### [Passage provided]
## start

Primo User Experience: A Brief Review (with Takeaways)

By the LSP Discovery/UX Work Group

The LSP Discovery/UX Work Group looked at a number of Primo user experience studies, and pulled out some common themes. Here, we summarize each theme, offer takeaways to consider, and then link to the relevant studies for further exploration.

Students rarely use scopes

Primo search for “sleep” with drop-down menu suggesting scopes of Articles, Books, and More, Textbooks/Reserves, and Books & Videos
Scopes in a Primo basic search

Scopes have been tested across multiple institutions, and the findings all point to a similar conclusion. Most students don’t notice the scopes, and even when they do notice them, they don’t choose to use them.

Takeaways: Instead of focusing your efforts on scopes, think more closely about your left-hand facets. If, on the other hand, you want your students to use scopes, you will need to emphasize this as part of your library instruction.

Facets need to be functional

Primo Availability facet is expanded to show Available in Person, Available Online, and Peer-reviewed. Source Type and Date facets are minimized.
Frequently-used facets in Primo,
expanded and minimized views

While most students use facets, they sometimes struggle with locating the facets that are relevant. A few facets appear to be used most often: Scholarly journals, date, full text online, and resource type. Also, expanded facets tend to get used more than minimized ones.

Takeaways: Place most useful facets at the top of the list. Use clear facet labels. Reduce information overload by removing unneeded facets. And, be sure to expand only the facets that matter most to students.

Basic search is preferred

The vast majority of students use the basic search screen, as opposed to the advanced search.

Takeaway: Don’t spend an inordinate amount of time developing a rock-star advanced search page.

Basic search in Primo for “dream.” Frowning/confused emoji is near the “Advanced Search” link to the right of the search box.
Primo basic search

Students don’t use sorting

Primo Sort by option with default sort selected as Relevance
Primo sort feature for results

Yes, you can change the sorting order of search results (e.g., relevance, date), but most users don’t.

Takeaway: Spend some time adjusting Primo’s rankings (Alma > Discovery > Ranking Configuration).

Library lingo is still meaningless

Primo format types on the left facet menu (Articles, Newspaper articles, Reviews, Reference entries, Text resources). Thinking emoji nearby, with a confused expression.

## end

### [Set exercise 1]
Why does the Primo user experience review advise spending time adjusting Primo's rankings? Answer in one to three sentences.
### [Set exercise 2]
Pick up the Primo user experience review after its last line and write the next part.
The lines that come next have nothing to do with the Primo review.

### [Raw data]

## start

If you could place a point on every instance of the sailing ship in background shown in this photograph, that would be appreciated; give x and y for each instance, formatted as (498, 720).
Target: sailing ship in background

## end

### [Reply 1]
Most users don't change the sorting order of their search results, even though they can sort by options such as relevance or date.

### [Reply 2]
Potentially confusing
Primo format types

It’s the age-old problem: Library speak! Students don’t understand what “course reserves,” “reference,” “collections,” or “databases” mean. They have a hard time distinguishing between “articles” and “newspaper articles,” and between “reviews” and “peer-reviewed.”

Takeaway: Avoid library jargon - use simple language (for example, “textbooks” instead of “reserves”). Your students will find what they need in less time!

Format labels are too small

The Reference Entry format label appears above a search result in Primo, in gray font.
A format label in Primo search results

Students are often asked to look for particular types of resources for their assignments (e.g., scholarly articles, books), and yet the labels for format types do not stand out and are often overlooked. While some entries show an icon for a format type, icons are a tricky business that aren’t always intuitive to students. 

Takeaway: Consider using CSS to modify the size of format labels.

Ambiguity is a turn-off

Unhelpful availability statements confuse students and librarians (e.g., Unavailable, Check for available services, No online access, Check holdings, No full text available). If users can’t discern what action to take, they’ll start seeing those confusing cues as things to avoid.

Takeaway: Say what you mean, using clear labels. Make it as easy as possible for students to get to what they really need - ahem, the full text.

Primo availability statements seen in search result list: Check for available services and No Online Access.
Availability statements in Primo results


Signing in is easy

Users appear to have no problems signing in to Primo, or navigating their Account area.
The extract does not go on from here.